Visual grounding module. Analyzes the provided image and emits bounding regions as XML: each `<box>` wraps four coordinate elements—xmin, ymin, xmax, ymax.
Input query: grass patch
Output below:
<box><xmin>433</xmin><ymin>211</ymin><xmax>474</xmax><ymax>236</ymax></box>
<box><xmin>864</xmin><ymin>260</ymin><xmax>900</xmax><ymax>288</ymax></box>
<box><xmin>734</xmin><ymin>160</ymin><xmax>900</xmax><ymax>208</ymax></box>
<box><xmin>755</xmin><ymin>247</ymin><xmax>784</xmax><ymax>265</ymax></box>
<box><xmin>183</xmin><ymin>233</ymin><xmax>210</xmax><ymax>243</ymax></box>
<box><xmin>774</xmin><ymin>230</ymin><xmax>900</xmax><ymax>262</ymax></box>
- - -
WHAT THE EXERCISE ASKS => Give the data again, exactly as it appears above.

ANSWER TO THIS EXERCISE =>
Visual grounding module. Analyzes the provided image and emits bounding regions as XML: each `<box>` wraps four coordinate elements—xmin, ymin, xmax, ymax.
Input query: grass patch
Output below:
<box><xmin>433</xmin><ymin>211</ymin><xmax>474</xmax><ymax>236</ymax></box>
<box><xmin>864</xmin><ymin>260</ymin><xmax>900</xmax><ymax>288</ymax></box>
<box><xmin>734</xmin><ymin>160</ymin><xmax>900</xmax><ymax>208</ymax></box>
<box><xmin>755</xmin><ymin>247</ymin><xmax>784</xmax><ymax>265</ymax></box>
<box><xmin>183</xmin><ymin>233</ymin><xmax>210</xmax><ymax>243</ymax></box>
<box><xmin>774</xmin><ymin>230</ymin><xmax>900</xmax><ymax>262</ymax></box>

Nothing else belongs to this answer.